* [Text section]
--- BEGIN ---
Shadows of Kilforth includes 8 races and 8 classes for players to combined to create their character.

Straight out of the box, Shadows of Kilforth is visually stunning. It captures the dark fantasy gothic feel. The artwork throughout the cards is clear and thematic and there's a really good balance between image and information size on the cards themselves. What stands out, even as you unpack the game for the first time, is the discrepancy between the cards and the wooden tokens used. The colors feel off between the 2 components, the gothic muted tones of the cards and the bright yellow, red, and green of the tokens feel like they come from different games. The included dice are perfectly colored and toned to the system, plastic tokens in the same hues as the cards would have been much more fitting.

Shadows of Kilforth cards and counters.
The fantastic gothic Shadows of Kilforth artwork looks at odds with the bright-colored tokens.

Shadows of Kilforth can be played solo, or with up to 4 players. Players all have their own mini-campaign to carry out, with the aim of completing it in order to take on the final boss, one of 4 Ancients. If playing with more than 1 player, games can be played cooperatively, with heroes helping each other out to complete tasks and taking on the Ancient together. Games can also be played competitively, where players race to complete their own mission, and defeat the Ancient before any other player.

The various Shadows of Kilforth decks.
Shadows of Kilforth includes a large number of decks, but with only card and token components, it makes it very portable.

There are several decks included in Shadows of Kilforth, which makes it look component heavy, but it's extremely easy to set up and run games. There are 26 Location cards, 2 are starting locations, with different difficulty levels, and the other 24 are put into a 5 by 5 grid on the table, with the starting location in the middle. A night deck, 4 decks of locations, and 4 decks of rewards are then shuffled and placed beside the location cards. An Ancient is randomly drawn and each comes with their own ability cards and plot deck. Players then select from 8 races and 8 classes to create their character and also chose 1 of the 8, 5 part sagas that are available. 

The chosen TR character for our first playthrough.
We chose a Human Samurai for our first playthrough of Shadows of Kilforth, and the recommended Great Feast Hall quest.

Players need to complete each of the 4 chapters of their sagas, before attempting the finale. Chapters are completed by owning or discarding cards that match the keywords on their saga and paying 5 gold. Keywords and gold are gathered by moving around locations and battling enemies, meeting strangers and completing quests. Characters level up after each chapter is completed and the Ancient appears on the map after the first player completes their saga.
--- END ---
* [Listed records]
--- BEGIN ---
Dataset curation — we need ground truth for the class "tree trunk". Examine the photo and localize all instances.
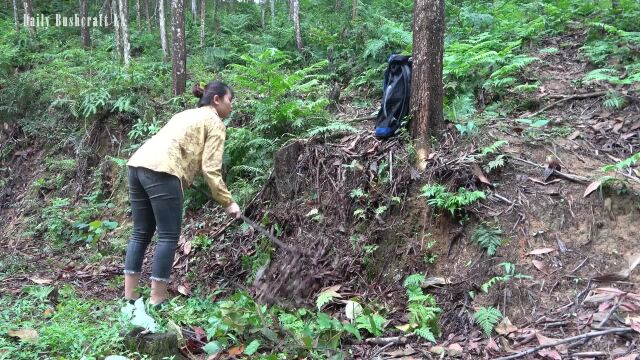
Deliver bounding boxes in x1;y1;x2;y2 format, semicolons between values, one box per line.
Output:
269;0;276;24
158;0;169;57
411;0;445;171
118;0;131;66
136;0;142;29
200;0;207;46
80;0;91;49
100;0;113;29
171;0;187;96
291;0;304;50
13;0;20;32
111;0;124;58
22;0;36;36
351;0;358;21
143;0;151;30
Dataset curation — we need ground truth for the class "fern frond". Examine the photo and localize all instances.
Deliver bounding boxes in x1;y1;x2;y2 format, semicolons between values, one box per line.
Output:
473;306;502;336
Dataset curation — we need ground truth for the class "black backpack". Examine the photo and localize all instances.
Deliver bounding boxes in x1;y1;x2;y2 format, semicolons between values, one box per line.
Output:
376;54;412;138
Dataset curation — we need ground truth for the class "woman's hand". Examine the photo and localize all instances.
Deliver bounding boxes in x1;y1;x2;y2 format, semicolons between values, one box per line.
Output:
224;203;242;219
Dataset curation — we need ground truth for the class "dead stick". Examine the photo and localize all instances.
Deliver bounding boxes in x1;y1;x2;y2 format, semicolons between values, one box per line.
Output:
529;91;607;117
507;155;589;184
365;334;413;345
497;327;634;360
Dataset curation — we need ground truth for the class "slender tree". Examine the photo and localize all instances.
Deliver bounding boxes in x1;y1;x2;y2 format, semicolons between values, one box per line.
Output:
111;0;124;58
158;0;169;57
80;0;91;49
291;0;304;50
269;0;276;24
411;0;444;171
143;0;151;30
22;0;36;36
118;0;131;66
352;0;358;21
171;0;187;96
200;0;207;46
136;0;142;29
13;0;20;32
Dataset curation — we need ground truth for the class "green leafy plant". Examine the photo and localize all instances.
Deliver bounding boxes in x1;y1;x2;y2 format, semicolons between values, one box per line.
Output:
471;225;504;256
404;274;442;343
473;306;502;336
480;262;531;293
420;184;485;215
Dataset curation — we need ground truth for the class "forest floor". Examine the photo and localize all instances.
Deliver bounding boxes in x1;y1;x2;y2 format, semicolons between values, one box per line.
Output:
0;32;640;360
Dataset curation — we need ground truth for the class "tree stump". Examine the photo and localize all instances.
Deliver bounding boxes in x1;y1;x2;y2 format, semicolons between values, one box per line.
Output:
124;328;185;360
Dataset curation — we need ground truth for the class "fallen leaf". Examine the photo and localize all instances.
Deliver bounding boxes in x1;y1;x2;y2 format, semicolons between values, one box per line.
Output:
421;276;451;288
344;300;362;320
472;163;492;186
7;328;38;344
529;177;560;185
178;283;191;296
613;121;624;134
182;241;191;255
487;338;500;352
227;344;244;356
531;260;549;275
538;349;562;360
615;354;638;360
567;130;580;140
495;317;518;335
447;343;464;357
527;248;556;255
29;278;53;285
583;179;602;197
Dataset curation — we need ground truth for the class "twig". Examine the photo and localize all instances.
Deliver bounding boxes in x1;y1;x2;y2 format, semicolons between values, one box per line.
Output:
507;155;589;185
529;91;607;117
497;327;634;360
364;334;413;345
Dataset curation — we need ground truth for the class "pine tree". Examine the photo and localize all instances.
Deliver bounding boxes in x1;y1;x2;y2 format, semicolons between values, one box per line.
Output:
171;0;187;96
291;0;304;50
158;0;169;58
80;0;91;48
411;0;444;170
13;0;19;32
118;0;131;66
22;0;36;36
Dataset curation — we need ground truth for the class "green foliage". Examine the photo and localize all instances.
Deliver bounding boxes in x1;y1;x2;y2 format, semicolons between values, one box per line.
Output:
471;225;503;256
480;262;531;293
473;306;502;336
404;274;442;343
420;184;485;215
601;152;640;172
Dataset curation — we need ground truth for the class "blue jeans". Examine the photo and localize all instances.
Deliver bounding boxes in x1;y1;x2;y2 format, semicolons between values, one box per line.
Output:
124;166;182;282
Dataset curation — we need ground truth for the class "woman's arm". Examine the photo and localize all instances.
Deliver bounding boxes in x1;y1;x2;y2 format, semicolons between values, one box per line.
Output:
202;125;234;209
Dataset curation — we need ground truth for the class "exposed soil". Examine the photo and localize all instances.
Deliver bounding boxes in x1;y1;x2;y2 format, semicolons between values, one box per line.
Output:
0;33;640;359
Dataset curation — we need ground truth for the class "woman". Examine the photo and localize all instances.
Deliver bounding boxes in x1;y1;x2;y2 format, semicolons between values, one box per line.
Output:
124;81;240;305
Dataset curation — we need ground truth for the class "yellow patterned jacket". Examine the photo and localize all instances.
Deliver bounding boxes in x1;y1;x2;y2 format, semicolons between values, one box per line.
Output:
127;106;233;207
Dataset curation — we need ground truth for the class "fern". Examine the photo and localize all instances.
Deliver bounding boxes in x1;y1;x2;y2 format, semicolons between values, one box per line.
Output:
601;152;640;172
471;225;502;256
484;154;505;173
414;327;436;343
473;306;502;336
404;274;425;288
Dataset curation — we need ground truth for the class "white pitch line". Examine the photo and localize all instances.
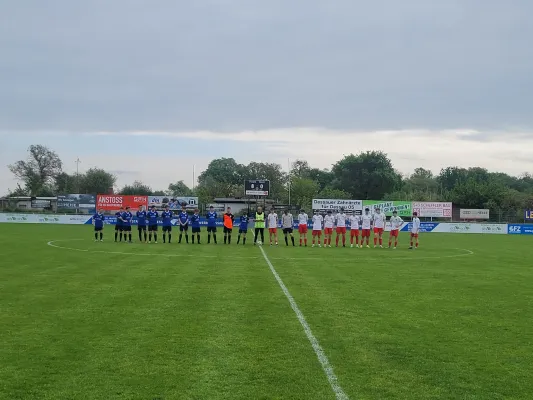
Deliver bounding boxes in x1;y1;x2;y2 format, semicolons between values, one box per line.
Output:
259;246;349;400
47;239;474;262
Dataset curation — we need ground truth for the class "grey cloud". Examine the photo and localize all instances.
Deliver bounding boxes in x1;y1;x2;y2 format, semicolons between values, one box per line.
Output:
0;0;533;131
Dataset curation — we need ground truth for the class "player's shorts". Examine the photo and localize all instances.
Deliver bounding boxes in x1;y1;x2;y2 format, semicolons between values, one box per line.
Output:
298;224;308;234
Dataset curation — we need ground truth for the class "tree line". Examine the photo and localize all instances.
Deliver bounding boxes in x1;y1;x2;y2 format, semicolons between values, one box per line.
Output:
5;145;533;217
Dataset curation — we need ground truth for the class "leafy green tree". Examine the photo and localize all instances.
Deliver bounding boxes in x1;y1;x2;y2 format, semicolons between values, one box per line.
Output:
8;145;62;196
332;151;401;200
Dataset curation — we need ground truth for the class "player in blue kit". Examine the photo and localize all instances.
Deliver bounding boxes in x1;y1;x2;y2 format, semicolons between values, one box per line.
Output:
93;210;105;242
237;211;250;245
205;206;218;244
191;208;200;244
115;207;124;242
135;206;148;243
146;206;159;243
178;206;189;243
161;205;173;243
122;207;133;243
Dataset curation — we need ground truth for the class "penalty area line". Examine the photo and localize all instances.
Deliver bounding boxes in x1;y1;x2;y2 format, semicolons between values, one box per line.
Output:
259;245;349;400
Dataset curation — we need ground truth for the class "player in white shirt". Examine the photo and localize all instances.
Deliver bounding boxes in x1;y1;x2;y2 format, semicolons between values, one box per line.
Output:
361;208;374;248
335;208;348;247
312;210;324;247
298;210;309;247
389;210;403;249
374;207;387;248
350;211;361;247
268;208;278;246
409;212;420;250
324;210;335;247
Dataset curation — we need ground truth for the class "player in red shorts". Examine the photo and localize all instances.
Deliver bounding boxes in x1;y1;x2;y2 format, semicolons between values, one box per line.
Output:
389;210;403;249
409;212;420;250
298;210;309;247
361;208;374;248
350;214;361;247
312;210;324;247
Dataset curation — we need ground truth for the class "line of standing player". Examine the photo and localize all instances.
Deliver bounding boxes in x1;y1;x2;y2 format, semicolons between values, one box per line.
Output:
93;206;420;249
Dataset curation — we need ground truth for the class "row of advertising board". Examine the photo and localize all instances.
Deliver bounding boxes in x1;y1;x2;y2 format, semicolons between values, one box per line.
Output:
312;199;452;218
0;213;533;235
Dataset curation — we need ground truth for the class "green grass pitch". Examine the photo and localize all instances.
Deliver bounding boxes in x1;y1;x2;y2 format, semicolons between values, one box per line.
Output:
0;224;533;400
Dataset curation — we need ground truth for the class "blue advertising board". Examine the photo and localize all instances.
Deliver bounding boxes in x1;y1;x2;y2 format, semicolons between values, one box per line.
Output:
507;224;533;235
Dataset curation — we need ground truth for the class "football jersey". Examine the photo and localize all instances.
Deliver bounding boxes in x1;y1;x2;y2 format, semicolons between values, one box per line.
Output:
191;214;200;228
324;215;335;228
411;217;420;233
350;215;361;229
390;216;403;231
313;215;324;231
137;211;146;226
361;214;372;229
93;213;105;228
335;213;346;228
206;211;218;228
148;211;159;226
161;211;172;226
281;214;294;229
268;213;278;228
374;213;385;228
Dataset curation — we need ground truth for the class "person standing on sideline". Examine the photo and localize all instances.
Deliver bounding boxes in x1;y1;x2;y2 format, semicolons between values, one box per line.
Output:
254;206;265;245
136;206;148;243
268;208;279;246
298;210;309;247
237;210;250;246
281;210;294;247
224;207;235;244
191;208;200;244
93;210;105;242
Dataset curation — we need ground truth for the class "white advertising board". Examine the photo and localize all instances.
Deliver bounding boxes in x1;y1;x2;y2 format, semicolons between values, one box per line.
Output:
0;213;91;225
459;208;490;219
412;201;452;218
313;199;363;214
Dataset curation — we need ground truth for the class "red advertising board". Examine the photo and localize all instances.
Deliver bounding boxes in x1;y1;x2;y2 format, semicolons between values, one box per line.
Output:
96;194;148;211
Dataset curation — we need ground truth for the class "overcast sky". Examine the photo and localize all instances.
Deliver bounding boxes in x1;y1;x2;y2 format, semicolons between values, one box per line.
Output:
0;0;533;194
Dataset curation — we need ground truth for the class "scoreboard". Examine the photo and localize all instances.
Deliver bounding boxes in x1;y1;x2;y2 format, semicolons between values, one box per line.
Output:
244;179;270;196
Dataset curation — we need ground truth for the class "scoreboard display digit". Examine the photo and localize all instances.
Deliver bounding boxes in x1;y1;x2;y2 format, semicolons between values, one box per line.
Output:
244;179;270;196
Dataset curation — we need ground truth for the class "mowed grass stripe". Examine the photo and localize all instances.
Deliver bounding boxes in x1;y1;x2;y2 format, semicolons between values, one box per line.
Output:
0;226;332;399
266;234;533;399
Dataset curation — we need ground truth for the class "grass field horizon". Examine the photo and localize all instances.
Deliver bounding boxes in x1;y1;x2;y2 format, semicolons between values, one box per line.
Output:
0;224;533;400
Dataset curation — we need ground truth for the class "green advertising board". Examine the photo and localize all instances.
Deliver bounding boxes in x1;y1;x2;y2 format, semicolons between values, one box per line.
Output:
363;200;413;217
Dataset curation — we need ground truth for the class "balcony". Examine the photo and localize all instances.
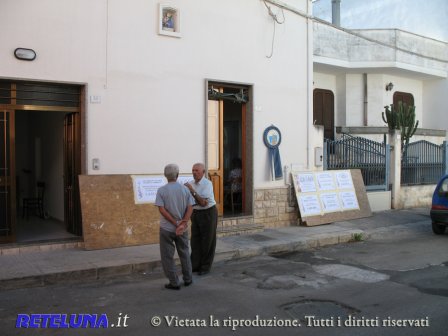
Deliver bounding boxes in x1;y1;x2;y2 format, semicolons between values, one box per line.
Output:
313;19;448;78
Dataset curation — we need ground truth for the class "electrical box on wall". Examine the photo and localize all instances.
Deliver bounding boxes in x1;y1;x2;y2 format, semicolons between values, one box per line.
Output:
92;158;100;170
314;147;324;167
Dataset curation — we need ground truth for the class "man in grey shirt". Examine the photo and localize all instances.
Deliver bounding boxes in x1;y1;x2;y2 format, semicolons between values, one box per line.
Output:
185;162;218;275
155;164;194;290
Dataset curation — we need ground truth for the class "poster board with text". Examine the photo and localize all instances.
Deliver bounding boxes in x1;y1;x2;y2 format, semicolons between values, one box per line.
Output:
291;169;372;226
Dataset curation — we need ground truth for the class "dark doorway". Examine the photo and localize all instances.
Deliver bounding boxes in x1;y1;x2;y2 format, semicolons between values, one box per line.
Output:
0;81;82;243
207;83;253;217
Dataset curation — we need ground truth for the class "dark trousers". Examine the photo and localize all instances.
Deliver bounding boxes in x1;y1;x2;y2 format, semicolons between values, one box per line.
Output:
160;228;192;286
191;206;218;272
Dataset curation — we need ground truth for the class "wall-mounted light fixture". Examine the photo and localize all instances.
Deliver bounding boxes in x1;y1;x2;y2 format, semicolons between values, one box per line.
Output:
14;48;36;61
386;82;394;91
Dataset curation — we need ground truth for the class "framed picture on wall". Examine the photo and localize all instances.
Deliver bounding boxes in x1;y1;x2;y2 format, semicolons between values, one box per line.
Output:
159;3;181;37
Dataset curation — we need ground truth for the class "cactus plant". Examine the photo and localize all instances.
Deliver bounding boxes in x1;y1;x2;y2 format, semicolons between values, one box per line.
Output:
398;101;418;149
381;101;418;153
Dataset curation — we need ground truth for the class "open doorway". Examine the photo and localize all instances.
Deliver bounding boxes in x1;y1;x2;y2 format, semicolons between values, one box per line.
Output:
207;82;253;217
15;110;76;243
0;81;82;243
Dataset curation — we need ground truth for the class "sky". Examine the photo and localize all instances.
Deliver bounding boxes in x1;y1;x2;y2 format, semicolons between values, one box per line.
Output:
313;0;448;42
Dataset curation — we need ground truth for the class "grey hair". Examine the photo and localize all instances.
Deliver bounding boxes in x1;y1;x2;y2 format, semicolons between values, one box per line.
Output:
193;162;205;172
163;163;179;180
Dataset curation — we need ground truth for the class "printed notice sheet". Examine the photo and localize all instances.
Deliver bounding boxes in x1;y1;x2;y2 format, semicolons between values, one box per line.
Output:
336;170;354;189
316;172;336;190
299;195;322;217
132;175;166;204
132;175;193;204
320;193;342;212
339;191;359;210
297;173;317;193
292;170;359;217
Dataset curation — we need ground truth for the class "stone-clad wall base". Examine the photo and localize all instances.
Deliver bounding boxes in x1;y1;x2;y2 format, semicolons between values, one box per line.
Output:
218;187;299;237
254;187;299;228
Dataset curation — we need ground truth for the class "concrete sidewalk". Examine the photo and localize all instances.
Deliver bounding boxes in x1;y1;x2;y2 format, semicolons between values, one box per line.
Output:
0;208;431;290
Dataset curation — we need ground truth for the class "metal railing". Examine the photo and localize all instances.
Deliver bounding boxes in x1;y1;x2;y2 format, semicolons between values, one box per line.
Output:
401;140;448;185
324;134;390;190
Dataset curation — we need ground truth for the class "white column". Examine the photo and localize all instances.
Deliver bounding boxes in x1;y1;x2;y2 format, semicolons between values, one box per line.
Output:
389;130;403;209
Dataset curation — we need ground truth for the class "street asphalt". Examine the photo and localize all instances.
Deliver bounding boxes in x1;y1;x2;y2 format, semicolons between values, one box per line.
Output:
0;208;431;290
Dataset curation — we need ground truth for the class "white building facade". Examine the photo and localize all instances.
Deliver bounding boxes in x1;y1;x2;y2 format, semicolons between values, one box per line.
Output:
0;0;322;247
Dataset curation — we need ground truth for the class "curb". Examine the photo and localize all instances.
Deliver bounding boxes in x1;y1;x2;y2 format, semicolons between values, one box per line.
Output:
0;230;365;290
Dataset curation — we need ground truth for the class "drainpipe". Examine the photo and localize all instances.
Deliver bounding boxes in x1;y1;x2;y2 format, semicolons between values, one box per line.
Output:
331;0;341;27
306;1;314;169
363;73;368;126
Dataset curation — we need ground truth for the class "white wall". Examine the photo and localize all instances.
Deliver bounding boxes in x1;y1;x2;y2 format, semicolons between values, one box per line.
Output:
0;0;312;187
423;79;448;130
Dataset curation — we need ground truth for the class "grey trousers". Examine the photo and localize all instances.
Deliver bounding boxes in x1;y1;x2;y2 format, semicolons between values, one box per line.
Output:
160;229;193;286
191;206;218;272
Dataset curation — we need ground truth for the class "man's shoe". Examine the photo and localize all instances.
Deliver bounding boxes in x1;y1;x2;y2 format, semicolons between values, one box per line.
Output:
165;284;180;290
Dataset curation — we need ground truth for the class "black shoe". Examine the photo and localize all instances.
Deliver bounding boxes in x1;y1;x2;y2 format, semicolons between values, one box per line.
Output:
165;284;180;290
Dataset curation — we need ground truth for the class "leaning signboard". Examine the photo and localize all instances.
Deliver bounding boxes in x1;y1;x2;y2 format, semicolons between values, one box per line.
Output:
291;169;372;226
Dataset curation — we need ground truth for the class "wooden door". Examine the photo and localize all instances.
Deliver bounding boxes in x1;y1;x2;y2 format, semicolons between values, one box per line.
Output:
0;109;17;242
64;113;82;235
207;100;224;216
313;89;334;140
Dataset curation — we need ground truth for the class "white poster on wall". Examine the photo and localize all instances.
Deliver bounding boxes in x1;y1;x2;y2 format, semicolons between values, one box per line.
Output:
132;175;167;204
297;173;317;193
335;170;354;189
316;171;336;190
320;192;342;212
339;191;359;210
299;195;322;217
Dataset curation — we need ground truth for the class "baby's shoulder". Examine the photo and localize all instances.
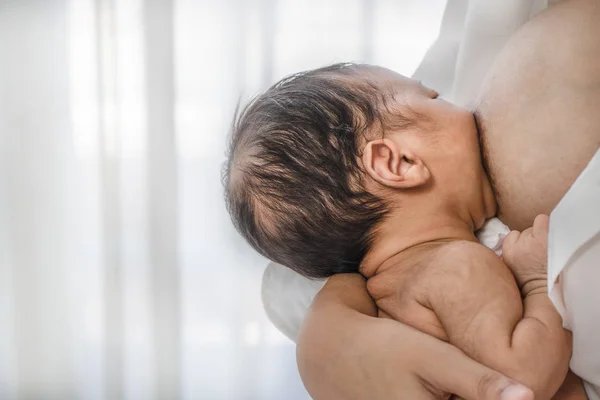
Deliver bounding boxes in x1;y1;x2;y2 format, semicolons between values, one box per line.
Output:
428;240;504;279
--- END ---
* [What is needed] Extend the Shadows of Kilforth write-up with the next few paragraphs, picking up right after its last sentence.

* [Answer to the task]
Shadows of Kilforth characters level up after each competed Saga chapter.
Characters level up and get to chose an upgrade card after each completed chapter of their Saga.

Each turn, players get a number of actions equal to their health characteristic, which can be used to move around and battle enemies. When moving to a new location, players draw a card from the locations matching encounter deck. The revealed cards will detail what needs to be done to complete the encounter, usually a test, which if completed, gives the player a choice of rewards.

The testing mechanic for Shadows of Kilforth involves rolling an amount of dice equal to the skill of the character, and getting enough successes, 5 or 6's on the dice, to complete the task. Successes can be carried over across the turn, but while battling enemies, damage done to your character also reduces the number of actions they can complete, which can spiral bad rolls into a wasted turn.

Our Samurai character meets a Grave Raider stranger.
Our Samurai character meets a Grave Raider stranger.

Testing does feel extremely swingy and a couple of good rolls can see one hero screaming through their saga, while a poor roll during a battle can leave another lagging badly behind. This can be offset by players choosing their battles well, as certain race/class combinations can be very good at some tests, but poor at others.

During competitive play, there is a catch-up mechanic that stops players from getting too far ahead, and as players gain equipment and level up, they can offset weaknesses or improves strengths. During cooperative play, it emphasizes the need for players to help each other achieve tasks by exchanging items, or teaming up to defeat enemies. Solo play can see some grinding at early levels to complete events in order to progress, but this eases as characters level up and is very in-keeping with how a character should progress and improve.

Examples of Location and Treasure cards.
The artwork throughout Shadows of Kilforth is incredibly thematic.

The different races, classes, and sagas, along with the variety in the way the map is set up and the different decks for encounters give Shadows of Kilforth a decent amount of replayability. Exploring the different class combinations is enjoyable in its own right. The components for Shadows of Kilforth take-up a sizeable amount of table space, but the cards and tokens can be transported easily in a couple of deck holders, which make it an incredible portable game.

Shadows of Kilforth Pimp My Shadows expansion components.
The Pimp My Shadows expansion for Shadows of Kilforth adds a lot of worthwhile upgraded components.

There are a few expansions available for Shadows of Kilforth. A world playmat that has spaces marked out for each element of the game set-up and individual player playmats for their character are extremely helpful. Pimp My Shadows includes card standees for the ancients and character races (just the classes are included in the core set), along with larger tarot sized cards for the locations and more dice, in 2 colors, which are extremely helpful for simultaneous battle rolls. Dark Shadows is also available and is a card pack that includes 14 duplicate cards from the core set with more adult artwork.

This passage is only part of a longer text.